# Exercise data
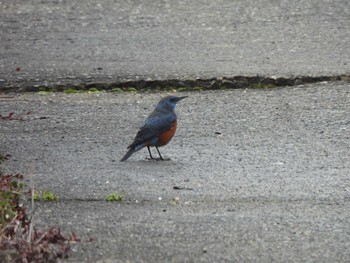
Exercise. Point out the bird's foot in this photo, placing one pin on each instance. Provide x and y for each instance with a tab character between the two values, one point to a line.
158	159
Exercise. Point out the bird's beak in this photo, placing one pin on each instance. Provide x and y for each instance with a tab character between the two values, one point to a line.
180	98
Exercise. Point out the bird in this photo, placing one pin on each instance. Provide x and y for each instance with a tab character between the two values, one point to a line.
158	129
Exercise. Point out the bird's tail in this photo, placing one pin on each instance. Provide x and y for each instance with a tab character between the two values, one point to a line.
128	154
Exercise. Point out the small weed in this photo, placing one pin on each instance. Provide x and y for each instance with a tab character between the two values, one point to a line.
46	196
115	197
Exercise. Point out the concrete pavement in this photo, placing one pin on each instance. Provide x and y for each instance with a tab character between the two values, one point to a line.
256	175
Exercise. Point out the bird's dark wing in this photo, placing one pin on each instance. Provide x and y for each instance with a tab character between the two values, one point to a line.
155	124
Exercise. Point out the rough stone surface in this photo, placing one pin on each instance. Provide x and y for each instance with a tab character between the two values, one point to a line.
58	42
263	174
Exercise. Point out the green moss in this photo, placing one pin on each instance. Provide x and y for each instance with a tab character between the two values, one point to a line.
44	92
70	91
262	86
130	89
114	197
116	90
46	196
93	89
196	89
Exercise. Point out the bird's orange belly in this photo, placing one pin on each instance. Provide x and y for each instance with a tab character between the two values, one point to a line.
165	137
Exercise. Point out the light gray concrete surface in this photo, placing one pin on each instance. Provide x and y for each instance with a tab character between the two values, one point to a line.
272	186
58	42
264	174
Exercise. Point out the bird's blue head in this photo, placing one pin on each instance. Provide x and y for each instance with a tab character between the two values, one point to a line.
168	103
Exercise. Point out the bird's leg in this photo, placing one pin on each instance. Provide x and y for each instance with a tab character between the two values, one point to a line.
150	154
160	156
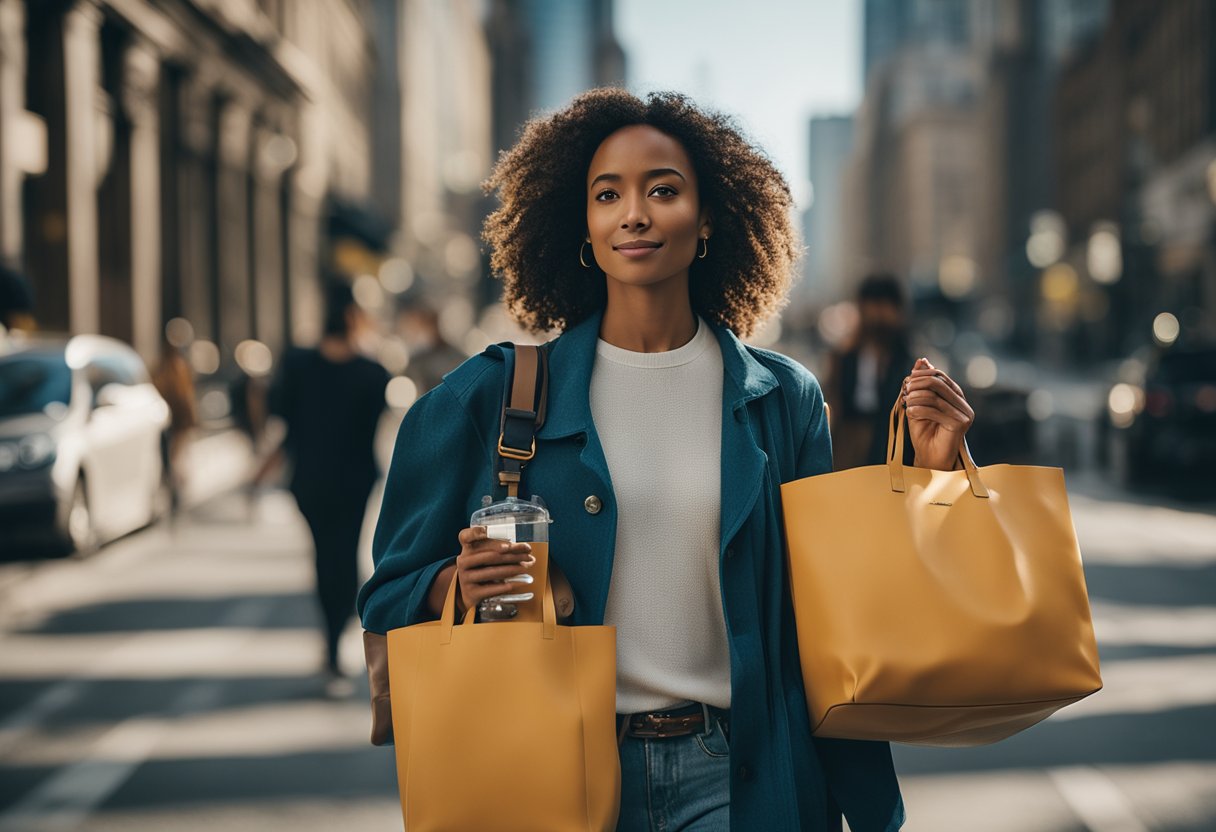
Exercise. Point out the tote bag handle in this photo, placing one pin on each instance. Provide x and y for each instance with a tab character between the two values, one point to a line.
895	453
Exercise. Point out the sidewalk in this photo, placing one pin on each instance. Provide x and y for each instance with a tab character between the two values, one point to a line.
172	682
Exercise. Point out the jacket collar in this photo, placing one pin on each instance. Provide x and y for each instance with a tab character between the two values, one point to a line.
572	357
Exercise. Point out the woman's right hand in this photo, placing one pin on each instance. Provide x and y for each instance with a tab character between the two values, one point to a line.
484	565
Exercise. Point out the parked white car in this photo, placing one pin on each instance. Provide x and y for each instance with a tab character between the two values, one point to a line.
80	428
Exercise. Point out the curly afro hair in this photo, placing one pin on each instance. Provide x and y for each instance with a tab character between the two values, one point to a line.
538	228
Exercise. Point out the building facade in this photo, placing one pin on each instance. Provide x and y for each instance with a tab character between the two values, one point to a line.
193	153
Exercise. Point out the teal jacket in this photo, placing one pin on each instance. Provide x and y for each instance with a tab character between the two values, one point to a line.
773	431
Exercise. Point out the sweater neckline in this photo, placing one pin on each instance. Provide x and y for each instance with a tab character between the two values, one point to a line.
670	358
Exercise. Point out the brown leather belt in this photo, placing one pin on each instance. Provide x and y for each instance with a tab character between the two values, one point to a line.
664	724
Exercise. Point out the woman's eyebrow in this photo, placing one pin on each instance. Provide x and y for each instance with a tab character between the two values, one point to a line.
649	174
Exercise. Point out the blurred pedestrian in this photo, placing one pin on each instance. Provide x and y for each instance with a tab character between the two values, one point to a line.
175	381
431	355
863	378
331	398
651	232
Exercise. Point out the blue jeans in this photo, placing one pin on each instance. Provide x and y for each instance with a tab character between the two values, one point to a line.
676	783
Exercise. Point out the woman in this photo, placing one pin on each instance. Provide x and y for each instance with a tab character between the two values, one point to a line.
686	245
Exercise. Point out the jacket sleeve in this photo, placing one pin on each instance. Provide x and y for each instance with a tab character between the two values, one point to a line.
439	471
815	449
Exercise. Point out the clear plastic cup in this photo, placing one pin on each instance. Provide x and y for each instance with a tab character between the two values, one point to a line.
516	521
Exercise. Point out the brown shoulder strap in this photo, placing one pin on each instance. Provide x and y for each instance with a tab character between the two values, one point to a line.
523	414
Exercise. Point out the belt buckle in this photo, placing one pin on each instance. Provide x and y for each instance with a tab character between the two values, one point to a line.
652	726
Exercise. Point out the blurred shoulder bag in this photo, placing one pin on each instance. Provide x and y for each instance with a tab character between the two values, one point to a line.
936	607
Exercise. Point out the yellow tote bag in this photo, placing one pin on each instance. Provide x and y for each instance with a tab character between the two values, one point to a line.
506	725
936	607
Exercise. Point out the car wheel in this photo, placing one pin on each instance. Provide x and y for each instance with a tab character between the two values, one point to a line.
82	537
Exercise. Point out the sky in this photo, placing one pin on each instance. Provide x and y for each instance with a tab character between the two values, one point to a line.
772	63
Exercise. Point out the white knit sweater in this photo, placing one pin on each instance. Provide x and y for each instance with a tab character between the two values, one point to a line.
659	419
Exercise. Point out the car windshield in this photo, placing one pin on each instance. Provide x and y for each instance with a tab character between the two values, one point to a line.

# Prompt
From the material above, reproduce everything verbatim except the pictures.

# Exercise output
Exercise. Point out the bird's foot in this photo, placing one pin on each instance. Provide x and y for each instance with a tab character between the two values, one point to a line.
158	159
Exercise. Point out the bird's beak in this photo, placing one pin on each instance. Provide x and y for each instance with a tab character between the two values, one point to a line.
180	98
Exercise. Point out the bird in this photo, placing one pin on each instance. Provide x and y for each instance with a tab character between the two values, one point to a line.
158	129
Exercise. Point out the bird's tail in this photo, placing one pin on each instance. Provide x and y for each instance with a tab character between the two values, one point to a line.
128	154
Exercise. Point out the small weed in this photo, placing one pin on each instance. Provide x and y for each instance with a tab character between the two values, one point to a line.
46	196
115	197
Exercise. Point out the concrete pavement in this photo, placing one pin on each instance. Provide x and y for each instance with a tab character between the two values, one point to a line.
256	175
Exercise. Point out the bird's dark wing in this photo, placing one pin on each instance. Provide x and y for each instance with a tab character between the two values, one point to a line.
155	124
Exercise. Point out the rough stone surface in this photo, placing one pin on each instance. Provide x and y for each instance with a tab character between the two values, one point to a line.
58	42
263	174
Exercise. Point out the green moss in this photo, placing one pin on each instance. Provide x and y for each instance with a tab character between the two values, one point to a line.
44	92
70	91
262	86
130	89
114	197
116	90
46	196
93	89
196	89
Exercise. Point out the bird's orange belly in this photo, placing one pin on each instance. Provide x and y for each instance with a tab character between the two values, one point to a line.
165	137
Exercise. Point out the light gray concrete surface in this photo, placing one pin on each instance. Provide x and y for each instance with a tab character between the two values, one point to a line.
272	186
58	42
264	174
Exercise. Point out the bird's blue head in this photo, placing one pin on each instance. Provide x and y for each instance with a tab character between the two values, one point to a line.
168	103
Exercise. Point out the bird's leg in this photo, placing one pin on each instance. Provide x and y for each instance with a tab character between the two values, one point to a line.
150	154
160	156
Exercise. Point out the tote bag handle in this photo, placing one pin on each instance. Provide x and y for each instance with a tab character between the two values, one point to a line.
895	453
Exercise. Point out the sidewalk in this photo, placing one pin on each instance. Provide x and y for each instance with a tab character between the two values, one point to a line.
172	682
Exercise. Point out the jacket collar in this photo, placing one pin on each instance. Provide x and y for each instance with a tab character between the two values, one point to a line.
572	357
Exercise. Point out the woman's right hand in this photo, placing one pin on each instance. Provide x and y for each instance with a tab character between the two values, one point to a line.
484	565
Exercise. Point out the parked white car in this photo, placing one pin on each instance. Provide x and y for each instance with a tab character between the two values, one point to a line.
80	428
Exercise. Point out the curly afro hair in this photo, placing one pin on each instance. Provide x and y for each instance with a tab character between the two values, one point to a line.
538	228
Exercise. Point out the building facade in this photo, placing one pin on each instance. Provide x and y for each instance with a tab character between the two values, one point to a line.
193	153
Exercise. Point out the teal jacket in this photo, placing one pin on each instance. Provide x and y for each instance with a tab character between the two values, one point to a line.
773	431
Exercise. Point out the sweater neckline in this photo, placing one pin on each instance. Provide x and y for each instance with a tab character between the two values, one point to a line.
670	358
Exercise. Point out the brown leather belt in this photo, placing one pin on each instance. Provide x and y for each instance with a tab character between the two values, one point to a line.
664	724
Exercise. Point out the woman's eyebrow in this photo, placing one pin on each instance. Provide x and y for each instance with a tab character between the two values, one point to a line.
649	174
Exercise. Point out the blurred pedestrian in this photo, placing one pin on each instance. Provide x and y for each instance with a tab character between the two values, one point to a line.
175	381
431	355
863	378
331	398
651	232
Exercise. Point out the blue jeans in this photo, placing one pin on each instance. Provide x and y for each instance with a tab character between the two values, one point to a line.
676	783
Exercise. Point out the woman in this photo, placing one pin on each instance. Provide x and y for each instance with a tab character between the two values, one point to a line.
686	245
Exercise. Point out the jacket sleeve in this photo, placing one pin on each instance. Provide x and y for each instance with a tab character between the two values, one point to a line.
439	471
815	449
Exercise. Point out the clear plastic cup in this photo, placing one pin on each instance. Provide x and y for each instance with a tab character between the two values, one point to a line.
516	521
Exercise. Point out the brown shoulder strap in this photo, placing one pin on each instance. Provide x and y for each instance with a tab character between the two values, one point to a line.
523	414
Exercise. Point out the belt buckle in this photo, placing one pin on each instance. Provide x and y for each instance with a tab character between the two values, one point to a line.
652	726
Exercise. Point out the blurred shoulder bag in this photo, placing one pin on each instance. Provide x and y for each instance with a tab character between the two values, one point to a line.
936	607
Exercise. Point out the yellow tote bag in this photo, placing one pin on each instance. Provide x and y for each instance with a tab character between the two values, one point to a line.
506	725
936	607
Exercise. Point out the car wheel in this photo, placing one pin on each instance. Provide x and y for each instance with a tab character between the two values, one point to a line.
82	537
Exercise. Point out the sky in this photo, placing one pin on each instance. Provide x and y for each instance with a tab character between the two values, one point to a line.
772	63
Exercise. Point out the white knit sweater in this photo, placing one pin on each instance. Provide x and y for each instance with a tab character between the two values, one point to a line.
659	419
Exercise. Point out the car windshield in this photo, placing one pin on each instance. Provide x and y for each instance with a tab character between the two values, one point to a line.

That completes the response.